> **RAW DATA**

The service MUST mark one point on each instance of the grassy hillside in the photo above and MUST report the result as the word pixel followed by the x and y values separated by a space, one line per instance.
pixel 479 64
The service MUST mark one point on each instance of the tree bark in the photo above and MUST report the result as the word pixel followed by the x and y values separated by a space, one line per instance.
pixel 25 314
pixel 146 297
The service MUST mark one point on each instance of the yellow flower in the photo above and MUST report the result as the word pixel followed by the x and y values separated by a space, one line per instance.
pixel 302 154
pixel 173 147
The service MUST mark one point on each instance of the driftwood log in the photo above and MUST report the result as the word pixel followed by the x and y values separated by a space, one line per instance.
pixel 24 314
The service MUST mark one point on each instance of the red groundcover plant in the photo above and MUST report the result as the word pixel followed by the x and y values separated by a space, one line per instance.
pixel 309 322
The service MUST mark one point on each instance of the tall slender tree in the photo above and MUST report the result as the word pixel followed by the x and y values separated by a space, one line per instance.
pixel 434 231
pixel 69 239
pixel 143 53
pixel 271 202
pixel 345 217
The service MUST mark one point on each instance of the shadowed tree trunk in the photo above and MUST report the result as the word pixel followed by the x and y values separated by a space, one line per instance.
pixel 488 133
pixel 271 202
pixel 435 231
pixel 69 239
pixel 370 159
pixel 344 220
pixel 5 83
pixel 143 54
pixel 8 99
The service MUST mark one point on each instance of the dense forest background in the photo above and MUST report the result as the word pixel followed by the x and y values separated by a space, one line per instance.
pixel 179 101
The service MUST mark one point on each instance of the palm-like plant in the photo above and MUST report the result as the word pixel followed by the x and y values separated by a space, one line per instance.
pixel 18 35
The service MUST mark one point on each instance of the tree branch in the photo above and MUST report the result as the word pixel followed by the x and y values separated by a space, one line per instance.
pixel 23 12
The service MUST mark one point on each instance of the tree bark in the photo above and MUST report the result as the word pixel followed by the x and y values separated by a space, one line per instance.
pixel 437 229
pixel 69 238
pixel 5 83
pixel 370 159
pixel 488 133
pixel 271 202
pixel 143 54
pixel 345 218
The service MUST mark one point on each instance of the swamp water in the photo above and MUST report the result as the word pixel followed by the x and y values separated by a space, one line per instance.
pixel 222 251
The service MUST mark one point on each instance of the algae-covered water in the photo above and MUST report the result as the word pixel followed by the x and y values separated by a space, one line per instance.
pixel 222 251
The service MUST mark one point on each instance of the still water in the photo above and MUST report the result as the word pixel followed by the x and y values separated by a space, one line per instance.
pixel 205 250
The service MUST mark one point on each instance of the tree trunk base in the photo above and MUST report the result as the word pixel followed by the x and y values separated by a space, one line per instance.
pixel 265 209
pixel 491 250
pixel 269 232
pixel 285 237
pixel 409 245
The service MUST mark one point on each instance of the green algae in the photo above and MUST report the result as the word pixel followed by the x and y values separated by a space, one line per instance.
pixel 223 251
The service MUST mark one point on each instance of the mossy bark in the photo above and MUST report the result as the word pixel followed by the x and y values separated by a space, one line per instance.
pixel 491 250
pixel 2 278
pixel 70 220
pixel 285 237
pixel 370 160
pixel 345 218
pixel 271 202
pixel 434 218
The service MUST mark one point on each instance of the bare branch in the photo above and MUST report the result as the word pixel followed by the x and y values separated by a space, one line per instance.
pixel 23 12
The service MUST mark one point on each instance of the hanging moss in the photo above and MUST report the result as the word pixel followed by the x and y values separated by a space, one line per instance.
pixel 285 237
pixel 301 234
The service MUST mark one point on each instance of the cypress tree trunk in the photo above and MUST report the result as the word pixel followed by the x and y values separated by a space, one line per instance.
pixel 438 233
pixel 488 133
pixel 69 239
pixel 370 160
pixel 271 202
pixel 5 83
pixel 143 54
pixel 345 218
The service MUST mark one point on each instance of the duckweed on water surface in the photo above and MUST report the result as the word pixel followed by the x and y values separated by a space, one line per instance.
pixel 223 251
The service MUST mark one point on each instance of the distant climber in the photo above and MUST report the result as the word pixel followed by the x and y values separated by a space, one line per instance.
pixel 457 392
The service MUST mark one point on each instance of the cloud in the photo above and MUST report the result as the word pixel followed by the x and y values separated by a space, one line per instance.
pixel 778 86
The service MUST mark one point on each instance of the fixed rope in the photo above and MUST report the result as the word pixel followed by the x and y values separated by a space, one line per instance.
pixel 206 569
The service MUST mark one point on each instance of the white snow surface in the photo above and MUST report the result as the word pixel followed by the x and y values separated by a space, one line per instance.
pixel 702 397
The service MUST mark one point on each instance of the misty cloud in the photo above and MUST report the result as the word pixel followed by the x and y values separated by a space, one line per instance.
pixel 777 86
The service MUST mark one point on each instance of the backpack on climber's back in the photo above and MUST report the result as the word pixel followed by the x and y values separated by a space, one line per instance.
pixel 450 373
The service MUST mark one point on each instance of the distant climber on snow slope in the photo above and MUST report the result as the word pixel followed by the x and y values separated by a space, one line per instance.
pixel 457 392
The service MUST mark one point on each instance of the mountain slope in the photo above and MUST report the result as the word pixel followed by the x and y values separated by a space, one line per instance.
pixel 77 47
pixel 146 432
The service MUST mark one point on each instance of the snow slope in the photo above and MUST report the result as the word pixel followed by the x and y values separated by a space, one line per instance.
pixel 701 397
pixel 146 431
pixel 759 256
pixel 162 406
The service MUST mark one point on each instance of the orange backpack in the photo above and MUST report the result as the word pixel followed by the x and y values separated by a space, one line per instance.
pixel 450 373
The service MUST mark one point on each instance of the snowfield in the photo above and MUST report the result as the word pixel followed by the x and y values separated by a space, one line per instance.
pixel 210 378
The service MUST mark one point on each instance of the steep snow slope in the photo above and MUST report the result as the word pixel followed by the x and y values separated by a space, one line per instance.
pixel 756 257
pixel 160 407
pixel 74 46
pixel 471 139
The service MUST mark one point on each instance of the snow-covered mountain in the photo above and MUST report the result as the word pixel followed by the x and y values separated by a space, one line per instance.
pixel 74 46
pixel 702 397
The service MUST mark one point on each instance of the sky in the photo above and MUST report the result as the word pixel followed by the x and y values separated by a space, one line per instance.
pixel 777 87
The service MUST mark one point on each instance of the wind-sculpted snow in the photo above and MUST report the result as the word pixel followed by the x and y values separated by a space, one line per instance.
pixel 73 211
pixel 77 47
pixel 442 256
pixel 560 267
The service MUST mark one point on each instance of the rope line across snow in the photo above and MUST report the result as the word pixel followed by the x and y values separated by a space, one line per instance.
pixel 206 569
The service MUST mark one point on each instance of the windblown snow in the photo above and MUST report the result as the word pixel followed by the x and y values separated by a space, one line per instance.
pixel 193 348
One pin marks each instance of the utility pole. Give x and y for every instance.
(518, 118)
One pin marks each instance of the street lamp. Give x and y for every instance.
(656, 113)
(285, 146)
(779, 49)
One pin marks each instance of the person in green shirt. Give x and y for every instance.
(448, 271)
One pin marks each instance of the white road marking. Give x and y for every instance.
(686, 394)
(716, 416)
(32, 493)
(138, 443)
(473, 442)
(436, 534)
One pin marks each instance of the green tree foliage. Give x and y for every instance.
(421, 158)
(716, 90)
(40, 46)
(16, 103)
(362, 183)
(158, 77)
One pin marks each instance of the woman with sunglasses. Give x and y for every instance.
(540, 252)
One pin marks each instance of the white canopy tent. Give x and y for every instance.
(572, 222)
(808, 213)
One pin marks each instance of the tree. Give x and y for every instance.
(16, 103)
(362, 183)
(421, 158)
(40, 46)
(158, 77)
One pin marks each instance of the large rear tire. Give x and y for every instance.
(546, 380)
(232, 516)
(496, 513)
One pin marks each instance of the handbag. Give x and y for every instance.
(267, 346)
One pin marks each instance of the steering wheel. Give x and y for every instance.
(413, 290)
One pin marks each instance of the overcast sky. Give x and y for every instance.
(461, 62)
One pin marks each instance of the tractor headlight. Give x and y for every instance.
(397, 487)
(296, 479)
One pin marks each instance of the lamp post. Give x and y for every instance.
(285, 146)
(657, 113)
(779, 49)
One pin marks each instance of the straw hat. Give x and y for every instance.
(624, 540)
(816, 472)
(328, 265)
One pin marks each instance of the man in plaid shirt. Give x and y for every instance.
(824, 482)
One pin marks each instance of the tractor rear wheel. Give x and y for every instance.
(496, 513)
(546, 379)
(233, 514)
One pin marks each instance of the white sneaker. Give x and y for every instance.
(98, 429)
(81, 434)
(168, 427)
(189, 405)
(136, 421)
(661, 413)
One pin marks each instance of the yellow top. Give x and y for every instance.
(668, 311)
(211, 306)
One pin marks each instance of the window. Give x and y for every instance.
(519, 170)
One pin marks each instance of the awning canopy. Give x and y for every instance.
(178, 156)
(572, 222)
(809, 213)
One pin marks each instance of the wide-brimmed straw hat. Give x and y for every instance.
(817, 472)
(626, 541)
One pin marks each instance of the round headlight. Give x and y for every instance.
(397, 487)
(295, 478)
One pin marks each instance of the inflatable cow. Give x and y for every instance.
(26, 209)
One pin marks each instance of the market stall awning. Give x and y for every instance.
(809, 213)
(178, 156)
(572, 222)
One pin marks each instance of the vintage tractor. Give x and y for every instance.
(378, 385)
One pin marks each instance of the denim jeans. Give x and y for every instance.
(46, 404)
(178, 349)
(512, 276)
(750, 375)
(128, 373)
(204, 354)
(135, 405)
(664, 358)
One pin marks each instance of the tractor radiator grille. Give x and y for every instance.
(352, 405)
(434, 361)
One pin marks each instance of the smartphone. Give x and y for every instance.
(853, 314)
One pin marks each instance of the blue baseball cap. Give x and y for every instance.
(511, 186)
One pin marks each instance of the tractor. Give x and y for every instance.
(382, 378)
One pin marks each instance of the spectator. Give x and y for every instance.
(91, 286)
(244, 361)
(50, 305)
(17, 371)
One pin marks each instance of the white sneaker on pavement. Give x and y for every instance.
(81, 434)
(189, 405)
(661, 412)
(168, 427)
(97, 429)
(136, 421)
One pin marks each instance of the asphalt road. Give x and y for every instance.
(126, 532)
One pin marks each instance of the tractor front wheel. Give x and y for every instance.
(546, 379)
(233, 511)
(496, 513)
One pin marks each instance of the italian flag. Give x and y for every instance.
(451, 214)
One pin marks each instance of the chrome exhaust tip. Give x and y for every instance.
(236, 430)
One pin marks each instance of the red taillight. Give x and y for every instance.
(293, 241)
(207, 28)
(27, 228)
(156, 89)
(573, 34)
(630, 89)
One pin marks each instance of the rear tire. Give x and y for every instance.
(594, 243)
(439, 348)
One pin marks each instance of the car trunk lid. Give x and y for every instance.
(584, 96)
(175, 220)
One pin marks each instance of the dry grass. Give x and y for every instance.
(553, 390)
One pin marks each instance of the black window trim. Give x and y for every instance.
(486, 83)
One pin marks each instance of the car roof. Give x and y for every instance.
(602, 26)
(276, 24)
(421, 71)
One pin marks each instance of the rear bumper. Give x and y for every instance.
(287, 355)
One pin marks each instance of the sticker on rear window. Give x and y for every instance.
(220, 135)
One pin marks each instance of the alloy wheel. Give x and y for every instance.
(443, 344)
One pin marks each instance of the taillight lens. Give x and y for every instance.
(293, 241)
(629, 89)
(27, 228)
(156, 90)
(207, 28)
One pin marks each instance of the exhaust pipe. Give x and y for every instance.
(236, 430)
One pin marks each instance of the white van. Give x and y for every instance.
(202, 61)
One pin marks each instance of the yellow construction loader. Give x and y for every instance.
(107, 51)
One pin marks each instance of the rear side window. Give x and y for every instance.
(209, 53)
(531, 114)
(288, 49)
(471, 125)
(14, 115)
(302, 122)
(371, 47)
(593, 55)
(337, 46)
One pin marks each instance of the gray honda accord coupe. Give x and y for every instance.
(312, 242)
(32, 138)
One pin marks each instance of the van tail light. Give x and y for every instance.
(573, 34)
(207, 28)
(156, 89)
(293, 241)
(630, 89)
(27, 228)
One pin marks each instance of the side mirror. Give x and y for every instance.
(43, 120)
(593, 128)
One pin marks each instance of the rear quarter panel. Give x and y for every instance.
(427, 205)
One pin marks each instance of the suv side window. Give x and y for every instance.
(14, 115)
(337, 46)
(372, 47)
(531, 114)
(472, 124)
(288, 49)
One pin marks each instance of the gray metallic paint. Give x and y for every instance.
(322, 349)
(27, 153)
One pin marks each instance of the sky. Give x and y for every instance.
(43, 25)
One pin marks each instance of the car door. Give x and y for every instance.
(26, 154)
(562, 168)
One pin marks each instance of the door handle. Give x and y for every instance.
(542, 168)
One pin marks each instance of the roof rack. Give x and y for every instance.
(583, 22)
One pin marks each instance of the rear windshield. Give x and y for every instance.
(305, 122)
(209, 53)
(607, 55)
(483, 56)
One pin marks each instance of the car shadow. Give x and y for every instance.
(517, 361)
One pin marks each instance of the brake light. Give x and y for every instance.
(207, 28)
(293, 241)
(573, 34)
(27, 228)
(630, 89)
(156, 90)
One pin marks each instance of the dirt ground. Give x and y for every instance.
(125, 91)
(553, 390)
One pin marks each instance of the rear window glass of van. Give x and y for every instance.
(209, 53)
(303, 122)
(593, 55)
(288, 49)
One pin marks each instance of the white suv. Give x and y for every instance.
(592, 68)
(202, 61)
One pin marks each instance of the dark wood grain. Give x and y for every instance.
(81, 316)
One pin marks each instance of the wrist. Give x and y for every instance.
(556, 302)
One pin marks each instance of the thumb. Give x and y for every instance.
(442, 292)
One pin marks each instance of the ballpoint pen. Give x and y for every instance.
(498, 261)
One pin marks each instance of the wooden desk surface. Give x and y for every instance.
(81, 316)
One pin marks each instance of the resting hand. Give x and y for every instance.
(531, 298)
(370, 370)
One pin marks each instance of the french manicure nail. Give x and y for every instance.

> **WORK INSTRUCTION**
A word-for-word restatement of the records above from the line containing "One pin marks each instance of the white suv." to their final line is all the answer should hold.

> **SOLUTION**
One pin marks each instance of the white suv. Give x and y for every instance.
(592, 68)
(202, 61)
One pin marks each instance of the dark wood grain. Give x and y for every instance.
(81, 316)
One pin marks each instance of the wrist. Give x and y for every instance.
(556, 302)
One pin marks each instance of the thumb. Give x and y for every instance.
(442, 292)
One pin marks each instance of the ballpoint pen. Give x and y for every instance.
(498, 261)
One pin marks each instance of the wooden desk surface. Give x and y for every instance.
(81, 316)
One pin marks each instance of the resting hand. Give x and y for every instance.
(531, 298)
(370, 370)
One pin marks each instance of the french manicure nail. Give x and y for every instance.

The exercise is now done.